***** Selected text *****

# Possible to make or buy Din to 2x XLR cable?



## MOSFET1481 (Aug 21, 2012)

Not sure if this is the correct section to post this but iv just bought a Crown XTI 4000 to power a couple of stereo subwoofers in my system. I would like to connect the Crown to a Naim NDX as its source. The Naim OUTPUT has only two options 2xRCA or 1 x Din. I am using the RCAs to connect to the rest of the system so that leaves only the Din.

The crown signal INs are 2x male xlr. 

So to my question, will a 1x Din to 2xmale XLR cable work?


----------



## wgmontgomery (Jun 9, 2011)

I checked Parts Express and Amazon, but I didn't have a lot of luck. I did find various DIN to XLR connectors online, but it seems that there are several types available. You should be able to find one that matches the output on the Naim, but you need to make sure that it's the correct type. 

You _could_ use y-adapters on one set of outputs to connect the subwoofer; I know that Parts Express has RCA-to-XLR cables/connectors.


----------



## WooferHound (Dec 8, 2010)

I would make it like this . . .

DIN pin 1 Left out <to> Left XLR pin 2
DIN pin 2 Ground <to> Left XLR Pins 1 & 3

DIN pin 4 Right out <to> Right XLR pin 2
DIN pin 2 Ground <to> Right XLR Pins 1 & 3


----------



## MOSFET1481 (Aug 21, 2012)

***** Given information *****

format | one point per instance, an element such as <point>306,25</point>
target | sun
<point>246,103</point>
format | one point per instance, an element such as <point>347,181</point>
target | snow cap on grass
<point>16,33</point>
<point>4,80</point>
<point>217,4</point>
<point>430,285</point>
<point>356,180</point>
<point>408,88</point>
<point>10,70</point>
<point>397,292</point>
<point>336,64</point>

*****

§ **Exercise set**:
**A.** In the forum thread, what are the two output options on the Naim?
**B.** Please reproduce the forum thread from "# Possible to" up to and including "2x male xlr.", swapping "subwoofers" for "speakers".

§ **Task results**:
**A.** Two RCA outputs or one DIN output.

**B.**
# Possible to make or buy Din to 2x XLR cable?



## MOSFET1481 (Aug 21, 2012)

Not sure if this is the correct section to post this but iv just bought a Crown XTI 4000 to power a couple of stereo speakers in my system. I would like to connect the Crown to a Naim NDX as its source. The Naim OUTPUT has only two options 2xRCA or 1 x Din. I am using the RCAs to connect to the rest of the system so that leaves only the Din.

The crown signal INs are 2x male xlr.